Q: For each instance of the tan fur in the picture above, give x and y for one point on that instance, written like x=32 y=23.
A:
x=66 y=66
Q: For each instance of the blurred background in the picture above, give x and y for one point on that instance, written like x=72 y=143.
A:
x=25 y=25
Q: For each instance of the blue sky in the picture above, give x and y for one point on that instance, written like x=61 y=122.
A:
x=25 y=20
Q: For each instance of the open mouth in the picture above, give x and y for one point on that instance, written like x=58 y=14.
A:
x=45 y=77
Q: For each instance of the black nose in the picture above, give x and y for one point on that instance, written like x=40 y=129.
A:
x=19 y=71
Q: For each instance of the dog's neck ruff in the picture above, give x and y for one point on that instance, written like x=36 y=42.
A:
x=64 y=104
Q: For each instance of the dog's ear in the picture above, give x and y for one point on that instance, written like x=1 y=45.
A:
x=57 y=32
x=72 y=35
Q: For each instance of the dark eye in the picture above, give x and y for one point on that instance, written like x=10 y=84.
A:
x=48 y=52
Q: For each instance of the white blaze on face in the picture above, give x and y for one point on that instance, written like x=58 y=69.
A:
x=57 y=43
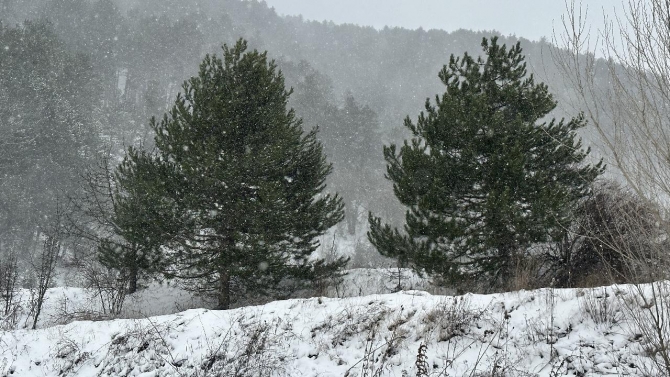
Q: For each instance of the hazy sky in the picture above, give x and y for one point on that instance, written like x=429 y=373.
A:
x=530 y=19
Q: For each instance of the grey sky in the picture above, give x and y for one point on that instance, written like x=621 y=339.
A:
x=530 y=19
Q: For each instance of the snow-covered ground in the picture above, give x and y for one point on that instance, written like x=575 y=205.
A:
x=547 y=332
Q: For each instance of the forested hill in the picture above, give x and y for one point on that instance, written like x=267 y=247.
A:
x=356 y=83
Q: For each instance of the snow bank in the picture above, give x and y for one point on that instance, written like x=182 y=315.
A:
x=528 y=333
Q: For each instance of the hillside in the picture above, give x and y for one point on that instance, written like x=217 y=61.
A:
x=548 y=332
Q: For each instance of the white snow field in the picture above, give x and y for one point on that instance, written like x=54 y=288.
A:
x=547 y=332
-*-
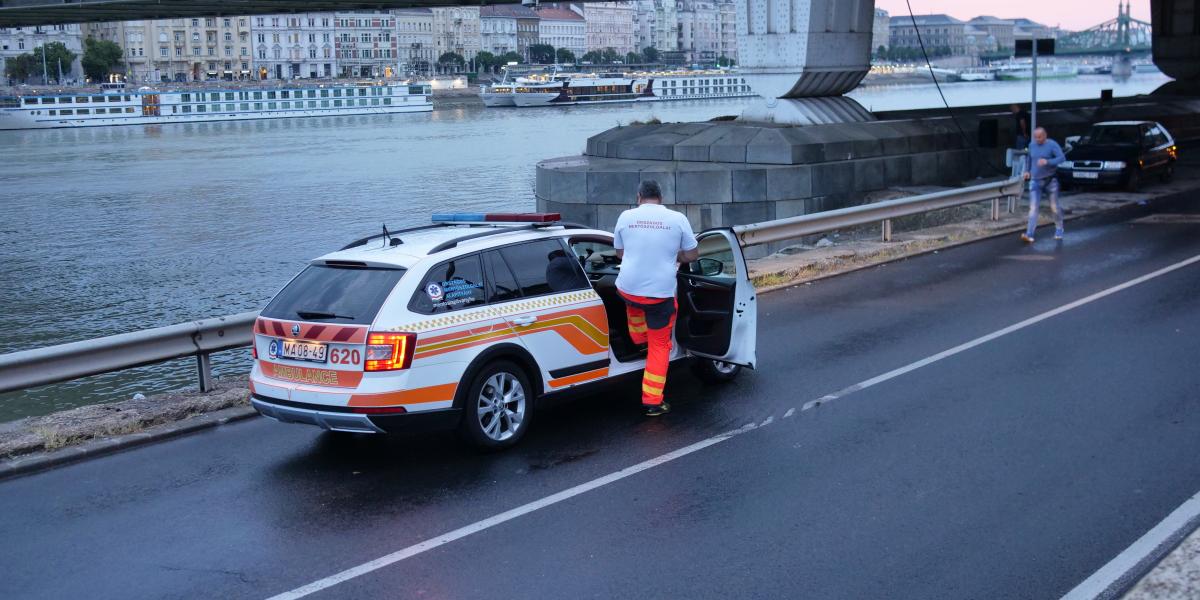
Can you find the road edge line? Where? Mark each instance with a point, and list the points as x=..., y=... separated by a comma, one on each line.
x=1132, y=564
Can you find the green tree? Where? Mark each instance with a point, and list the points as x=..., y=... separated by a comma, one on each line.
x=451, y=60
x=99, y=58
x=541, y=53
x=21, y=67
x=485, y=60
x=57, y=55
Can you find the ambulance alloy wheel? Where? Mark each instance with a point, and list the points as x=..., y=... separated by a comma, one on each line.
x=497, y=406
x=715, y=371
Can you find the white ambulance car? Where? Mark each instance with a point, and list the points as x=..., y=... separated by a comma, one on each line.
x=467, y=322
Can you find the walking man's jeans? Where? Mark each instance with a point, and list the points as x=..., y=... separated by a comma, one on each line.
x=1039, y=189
-*-
Above this task is a listing. Restate, word for word and with nothing added, the lines from the one with "Q: For each instance of the tan" through the one with "Q: For each instance of the open".

Q: For each instance of the tan fur in the picture above, give x and y for one point on that instance, written like x=32 y=23.
A:
x=66 y=66
Q: For each instance of the blurred background in the picture above, give x and y for one point on that instance, written like x=72 y=143.
A:
x=25 y=25
Q: For each instance of the blue sky in the picture above, give x and y for one point on that instance, written like x=61 y=122.
A:
x=25 y=20
Q: For each instance of the open mouth in the picture above, give x and y for one point on that instance, written like x=58 y=14.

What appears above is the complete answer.